READING TEXT.
We got to see it again as we suffered through 90 minutes watching the debates the other night. The post-debate commentary echoed what we were all thinking and feeling –  neither candidate hit it out of the park for us. 

The bottom line is:

They aren’t the Leaders we are looking for.

 Our world is increasingly social, interdependent and transparent. Change is constant.

The leaders I see are dealing with teams that span the globe. Conference calls, zoom and google hangout are part of every day. They are constantly dealing with disruptive change. Their companies are bought and sold. New cultures are thrust upon them. The younger ones believe that they simply need to get through the latest crisis or management edict. Since I’ve been around a while, I know better. Once this crisis has passed, there will surely be another right behind it.

In this world, what we require of our leaders is not what it used to be. Perhaps that’s why we are so disappointed. Neither candidate exhibits the traits that we are looking for. According to John Gerzema of the Athena Doctrine a global survey of 32,000 people, 7 of the 10 attributes most related to leadership are considered to be feminine. [1] The days of command and control don’t work anymore. The picture in our heads (or more specifically our subconscious) shows a strong, male figure as a leader, one who is decisive, aggressive and uncompromising. And even Hillary has had to adopt male leadership traits to be where she is today. But is this what we need in 2016?

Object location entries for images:
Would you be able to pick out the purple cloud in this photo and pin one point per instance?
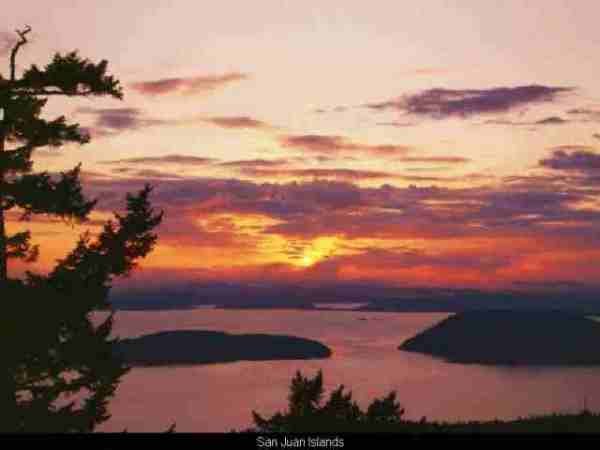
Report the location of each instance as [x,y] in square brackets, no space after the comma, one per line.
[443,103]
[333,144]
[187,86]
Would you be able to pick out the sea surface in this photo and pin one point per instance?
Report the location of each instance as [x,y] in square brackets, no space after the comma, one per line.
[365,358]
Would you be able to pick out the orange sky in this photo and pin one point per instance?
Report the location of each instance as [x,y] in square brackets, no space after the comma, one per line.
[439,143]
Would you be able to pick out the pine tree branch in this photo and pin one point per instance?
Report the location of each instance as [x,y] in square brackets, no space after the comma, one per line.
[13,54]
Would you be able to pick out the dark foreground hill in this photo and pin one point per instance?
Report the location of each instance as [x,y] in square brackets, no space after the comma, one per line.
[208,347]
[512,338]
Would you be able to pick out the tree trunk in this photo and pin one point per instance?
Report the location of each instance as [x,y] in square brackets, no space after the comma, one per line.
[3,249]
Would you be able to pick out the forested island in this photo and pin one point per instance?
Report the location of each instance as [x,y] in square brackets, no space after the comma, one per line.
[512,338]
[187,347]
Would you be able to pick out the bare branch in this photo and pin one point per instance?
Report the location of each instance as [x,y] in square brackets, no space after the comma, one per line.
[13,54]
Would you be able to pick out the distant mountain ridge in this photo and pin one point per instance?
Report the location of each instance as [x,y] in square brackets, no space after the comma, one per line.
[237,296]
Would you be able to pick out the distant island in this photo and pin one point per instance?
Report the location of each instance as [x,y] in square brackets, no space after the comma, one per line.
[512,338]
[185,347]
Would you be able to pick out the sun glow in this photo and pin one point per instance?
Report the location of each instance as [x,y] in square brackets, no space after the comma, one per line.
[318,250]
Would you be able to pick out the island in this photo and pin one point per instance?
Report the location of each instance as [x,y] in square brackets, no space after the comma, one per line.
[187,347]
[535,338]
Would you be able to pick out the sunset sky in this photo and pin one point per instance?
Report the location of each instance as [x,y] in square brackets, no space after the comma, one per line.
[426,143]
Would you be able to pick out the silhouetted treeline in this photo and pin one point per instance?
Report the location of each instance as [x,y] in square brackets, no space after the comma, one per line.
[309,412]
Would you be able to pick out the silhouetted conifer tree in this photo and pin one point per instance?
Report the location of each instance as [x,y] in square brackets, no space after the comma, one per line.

STATED TASK 1.
According to the leadership essay, how many of the 10 attributes most related to leadership are considered feminine?
STATED TASK 2.
Please rewrite the rows starting at the line that contains "Would you be able to pick out the island" and ending at the last row, changing "silhouetted" to "dark" and leaving everything else as it is. Return only those lines.
The leadership essay and the rows have nothing to do with each other.

COMPLETE OUTPUT 1.
Seven of the 10 attributes are considered feminine.

COMPLETE OUTPUT 2.
Would you be able to pick out the island in this photo and pin one point per instance?
Report the location of each instance as [x,y] in square brackets, no space after the comma, one per line.
[187,347]
[535,338]
Would you be able to pick out the sunset sky in this photo and pin one point per instance?
Report the location of each instance as [x,y] in square brackets, no space after the comma, one per line.
[426,143]
Would you be able to pick out the dark treeline in this photo and pin one point per instance?
Report the location of each instance as [x,y] in square brackets, no space after the comma, one per line.
[309,412]
Would you be able to pick out the dark conifer tree in this photo and pin one point per instance?
Report the location of each instance as [x,y] in square brackets, no space after the comma, one per line.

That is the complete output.